**TEXT EXCERPT:**
┏━━

According to Coburn, in less than a decade, under current budget projections, every single tax dollar collected will have to go just to pay Medicare, Social Security and interest on the national debt!
“We’ll simply have nothing left to fund every other function of government,” he says.
Coburn is clearly an optimist.
Even if starting tomorrow America said it would spend no additional money beyond current outlays for Social Security, Medicare, Medicaid and so on—the nation is still on an inescapable trajectory toward bankruptcy.
America’s national debt, not including retirement liabilities, has already passed our gdp. As economists Carmen Reinhart and Kenneth Rogoff show in their book This Time Is Different: Eight Centuries of Financial Folly, once a nation’s debt reaches 90 percent of gdp, the risk of total economic collapse skyrockets. That’s what happened in Greece. It is happening in Spain now.
And if nothing is done, it will happen in America soon too.

┗━━

**ENTRIES SHOWN:**
┏━━

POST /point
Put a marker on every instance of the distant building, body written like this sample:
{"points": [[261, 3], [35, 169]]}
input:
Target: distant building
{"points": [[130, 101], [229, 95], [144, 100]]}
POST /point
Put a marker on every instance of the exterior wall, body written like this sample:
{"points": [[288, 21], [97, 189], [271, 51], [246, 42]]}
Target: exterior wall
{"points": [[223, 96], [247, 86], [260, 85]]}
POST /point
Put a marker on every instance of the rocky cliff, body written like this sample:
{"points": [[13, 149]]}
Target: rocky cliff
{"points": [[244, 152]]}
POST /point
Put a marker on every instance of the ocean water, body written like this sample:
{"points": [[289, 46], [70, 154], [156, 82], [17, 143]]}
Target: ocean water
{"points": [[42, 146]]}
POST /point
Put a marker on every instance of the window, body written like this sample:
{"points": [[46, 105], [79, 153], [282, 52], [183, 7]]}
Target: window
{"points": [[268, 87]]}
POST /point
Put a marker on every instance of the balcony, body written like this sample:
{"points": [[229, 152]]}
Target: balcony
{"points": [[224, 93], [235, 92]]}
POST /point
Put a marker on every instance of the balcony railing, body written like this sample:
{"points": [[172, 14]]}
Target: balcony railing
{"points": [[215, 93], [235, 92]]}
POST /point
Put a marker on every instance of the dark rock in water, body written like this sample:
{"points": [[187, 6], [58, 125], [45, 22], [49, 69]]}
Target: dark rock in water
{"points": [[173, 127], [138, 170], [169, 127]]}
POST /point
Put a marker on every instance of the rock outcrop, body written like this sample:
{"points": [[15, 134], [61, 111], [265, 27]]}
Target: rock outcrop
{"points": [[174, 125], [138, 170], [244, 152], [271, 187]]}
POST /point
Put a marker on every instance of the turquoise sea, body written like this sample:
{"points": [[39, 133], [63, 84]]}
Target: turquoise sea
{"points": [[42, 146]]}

┗━━

**TASKS FOR THIS EXERCISE:**
a) Translate this sentence from the national debt excerpt into Spanish: "And if nothing is done, it will happen in America soon too."
b) According to the national debt excerpt, once a nation's debt reaches what percentage of GDP does the risk of total economic collapse skyrocket?
c) Carry the national debt excerpt forward from its final sentence.

**RESPONSE LIST:**
a) Y si no se hace nada, también ocurrirá pronto en Estados Unidos.

b) 90 percent of GDP.

c)
America’s debt to gdp ratio is now around 103 percent. The big expenses haven’t even begun to hit yet—and already the government is forced to borrow one out of every three dollars it spends. And of those borrowed dollars, last year about 40 percent were printed up out of thin air by the Federal Reserve because America couldn’t find any borrowers to lend it money at current rates.
America faces a mathematically certain nightmare. Just like in Greece, our economy is growing too slowly and tax revenues do not get close to covering all our spending “needs.” Programs will be cut. Austerity will come to America. The government will print money. But as sure as 1 plus 1 equals 2, economic collapse is coming to America. The only question is how soon.